**TÂCHE DEMANDÉE 1:** Dans l'extrait sur le pessimisme des Français, relevez tous les pays dont l'opinion publique partage, selon le texte, la même vision pessimiste que celle des Français.
**TÂCHE DEMANDÉE 2:** Recopiez, dans l'extrait sur le pessimisme des Français, le passage qui s'ouvre sur les mots contenant « Beaucoup plus grave, encore, l’idée » et se ferme sur « Communauté européenne ?... ».

**EXTRAIT CHOISI:**
- - -

Beaucoup plus grave, encore, l’idée de construction européenne semble toucher le fond plus d’un an après le « non » au référendum sur le Traité Constitutionnel. Ainsi, 41 % des Français estiment que la construction européenne fait souffrir la France contre 27 % qui pensent le contraire. Serait-on, comme certains le prétendent ou l’espèrent, proche de prononcer l’oraison funèbre de la Communauté européenne ?...
Bien sûr, les Français ne sont pas les seuls à broyer du noir et à ne plus faire confiance aux politiques pour résoudre leurs problèmes quotidiens. En Allemagne, en Italie, en Grande Bretagne, en Espagne, aux Etats-Unis, l’opinion publique partage, à des intensités diverses, la même vision pessimiste. Cependant, comme le montrent des enquêtes du Pew Research américain et de l’Eurobaromètre de la Commission Européenne, les Français sont aujourd’hui les plus pessimistes et négatifs de tous les Occidentaux. L’affaire Clearstream – où nécessairement ils existent des hommes politiques qui ont menti - qui n’était pas encore sortie à l’époque de la première vague de ce baromètre a sans doute du aggraver ces sentiments…
Pour relativiser ces résultats quelque peu, n’oublions pas qu’ils ne sont qu’une photographie à un moment donné de l’opinion. Il suffira de peu de chose pour que l’opinion des Français évolue positivement. Mais il suffira d’aussi peu de choses pour qu’elle soit encore plus noire… Rappelons-nous qu’en 2001, à quelques mois des élections présidentielles de 2002, le thème de la sécurité ne comptait pratiquement pas dans la campagne alors qu’il fut le principal motif de vote de la majorité des électeurs et de la poussée du Front National.
De même, la méfiance du politique et le pessimisme ne datent pas d’aujourd’hui et se retrouvent tout au long de notre histoire. Néanmoins, si l’on peut fustiger cette morosité en rappelant aux Français qu’ils sont encore la cinquième puissance économique mondiale, que leur niveau de vie et leur espérance de vie sont parmi les plus élevés du monde et que vivre en France n’est quand même pas un cauchemar, il serait irresponsable de ne pas prendre en compte cette vision collective qui reflète des doutes et des inquiétudes profondes.
Les Français estiment ainsi que leur destin ne leur appartient plus. Ils sont d’ailleurs comme la plupart des peuples européens, surtout ceux des anciennes grandes puissances du continent, qui voient leur emprise sur les événements lentement s’effilocher. Voilà une réalité à laquelle ils ont du mal à se faire et on les comprend. Les Etats-Unis (avec feue l’Union Soviétique) avaient déjà entamé notre capacité à choisir seuls notre destinée. La chute de l’empire soviétique et la lente mais sûre construction européenne nous avait rendu un peu d’optimisme. Las ! Le retour supersonique de la Chine aux affaires et l’émergence rapide de l’Inde et du Brésil qui vont suivre, associées avec une panne d’Europe et la bataille autour des matières premières dont le pétrole l’ont rapidement douché. Et ces événements ne peuvent que conforter la conviction de nos compatriotes que leur destinée ne sera pas avant longtemps de nouveau entre leurs mains, et peut-être jamais plus, en tout cas de leur vivant !

- - -

**LIGNES FOURNIES:**
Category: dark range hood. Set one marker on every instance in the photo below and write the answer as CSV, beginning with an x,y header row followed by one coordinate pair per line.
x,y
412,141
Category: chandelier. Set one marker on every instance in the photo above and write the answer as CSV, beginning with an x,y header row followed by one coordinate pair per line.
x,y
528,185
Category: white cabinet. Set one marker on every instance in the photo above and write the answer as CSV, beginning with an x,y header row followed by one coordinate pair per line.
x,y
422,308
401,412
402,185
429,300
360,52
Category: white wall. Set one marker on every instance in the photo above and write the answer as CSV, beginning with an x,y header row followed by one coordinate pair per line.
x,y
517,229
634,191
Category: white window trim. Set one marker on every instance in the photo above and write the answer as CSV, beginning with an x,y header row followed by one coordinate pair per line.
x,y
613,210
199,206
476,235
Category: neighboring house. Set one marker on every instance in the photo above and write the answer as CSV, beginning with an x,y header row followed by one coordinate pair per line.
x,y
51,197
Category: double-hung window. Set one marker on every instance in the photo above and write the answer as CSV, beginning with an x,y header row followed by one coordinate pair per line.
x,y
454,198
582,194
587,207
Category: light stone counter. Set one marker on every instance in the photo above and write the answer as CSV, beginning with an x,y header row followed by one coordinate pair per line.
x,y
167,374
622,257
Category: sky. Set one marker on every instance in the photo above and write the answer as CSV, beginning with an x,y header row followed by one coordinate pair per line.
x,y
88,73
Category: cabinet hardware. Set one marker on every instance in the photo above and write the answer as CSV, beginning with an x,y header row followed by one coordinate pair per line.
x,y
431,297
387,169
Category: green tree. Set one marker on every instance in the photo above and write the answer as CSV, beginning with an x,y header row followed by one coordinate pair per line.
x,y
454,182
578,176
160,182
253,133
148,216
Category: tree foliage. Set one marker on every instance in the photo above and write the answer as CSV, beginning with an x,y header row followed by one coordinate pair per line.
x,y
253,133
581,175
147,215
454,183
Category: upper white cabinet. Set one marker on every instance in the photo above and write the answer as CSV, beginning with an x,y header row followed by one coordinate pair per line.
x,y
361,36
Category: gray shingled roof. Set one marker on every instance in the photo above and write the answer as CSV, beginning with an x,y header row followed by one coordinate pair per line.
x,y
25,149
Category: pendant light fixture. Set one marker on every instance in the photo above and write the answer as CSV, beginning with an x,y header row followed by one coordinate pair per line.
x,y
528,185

- - -

**SOLUTION PROPOSÉE 1:** Allemagne, Italie, Grande Bretagne, Espagne, Etats-Unis

**SOLUTION PROPOSÉE 2:**
Beaucoup plus grave, encore, l’idée de construction européenne semble toucher le fond plus d’un an après le « non » au référendum sur le Traité Constitutionnel. Ainsi, 41 % des Français estiment que la construction européenne fait souffrir la France contre 27 % qui pensent le contraire. Serait-on, comme certains le prétendent ou l’espèrent, proche de prononcer l’oraison funèbre de la Communauté européenne ?...